Tuesday, November 19, 2013

JFK: The End of Innocence

John F. Kennedy
Cover of John F. Kennedy
At one p.m. Central Standard Time on November 22, 1963 in a Dallas hospital, President John F. Kennedy was pronounced dead of gunshot wounds.  An hour earlier he, with First Lady Jacqueline Kennedy riding alongside him in a motorcade, smiled and waved at the crowd gathered along the parade route.

Suddenly, this youthful-looking, forty-something President who had inspired a nation, saved the world from nuclear destruction, and projected an image of vitality and glamour was gone.  In his place was a much older man who could have been his father.  And the world faced a new reality.

Fifty years later, there are more questions than answers about what really happened that day in Dallas.  Lee Harvey Oswald may have been fingered as the trigger man, but did he really act alone or was there someone else behind it?  All of those involved are now either dead or sworn to secrecy.  Everybody seems to have their own theory, but it doesn't really matter who did it or why.  JFK is still dead.

[Assigned task 1] In the post on Kennedy's assassination, where was President Kennedy pronounced dead?
[Assigned task 2] Transcribe the stretch of the post on Kennedy's assassination from "Fifty years later, there" through "is still dead.".

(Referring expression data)
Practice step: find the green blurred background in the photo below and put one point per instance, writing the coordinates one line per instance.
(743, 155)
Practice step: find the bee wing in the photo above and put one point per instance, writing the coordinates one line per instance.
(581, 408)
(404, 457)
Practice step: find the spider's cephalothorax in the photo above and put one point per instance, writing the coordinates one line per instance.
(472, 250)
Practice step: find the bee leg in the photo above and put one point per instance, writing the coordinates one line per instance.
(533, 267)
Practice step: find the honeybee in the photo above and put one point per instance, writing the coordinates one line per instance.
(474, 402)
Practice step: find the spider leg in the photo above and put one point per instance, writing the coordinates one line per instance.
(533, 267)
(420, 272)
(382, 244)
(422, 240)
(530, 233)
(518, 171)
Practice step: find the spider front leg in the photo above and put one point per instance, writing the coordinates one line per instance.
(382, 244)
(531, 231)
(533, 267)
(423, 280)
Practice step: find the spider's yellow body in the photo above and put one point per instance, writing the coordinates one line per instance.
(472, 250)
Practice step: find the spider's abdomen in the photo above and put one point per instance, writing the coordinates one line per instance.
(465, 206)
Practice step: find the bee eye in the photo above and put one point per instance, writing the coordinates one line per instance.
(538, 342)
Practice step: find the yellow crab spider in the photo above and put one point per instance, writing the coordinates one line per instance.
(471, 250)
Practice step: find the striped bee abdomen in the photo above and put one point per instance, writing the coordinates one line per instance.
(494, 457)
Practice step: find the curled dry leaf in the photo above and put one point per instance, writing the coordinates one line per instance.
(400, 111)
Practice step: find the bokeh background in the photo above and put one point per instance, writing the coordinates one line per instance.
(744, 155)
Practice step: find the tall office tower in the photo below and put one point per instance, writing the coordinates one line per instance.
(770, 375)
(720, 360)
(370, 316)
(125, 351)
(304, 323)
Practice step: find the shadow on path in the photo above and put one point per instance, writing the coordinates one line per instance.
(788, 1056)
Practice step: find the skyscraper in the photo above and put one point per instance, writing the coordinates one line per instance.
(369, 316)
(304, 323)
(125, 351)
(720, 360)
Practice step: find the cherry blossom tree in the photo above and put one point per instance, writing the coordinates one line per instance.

[Response 1] In a Dallas hospital.

[Response 2]
Fifty years later, there are more questions than answers about what really happened that day in Dallas.  Lee Harvey Oswald may have been fingered as the trigger man, but did he really act alone or was there someone else behind it?  All of those involved are now either dead or sworn to secrecy.  Everybody seems to have their own theory, but it doesn't really matter who did it or why.  JFK is still dead.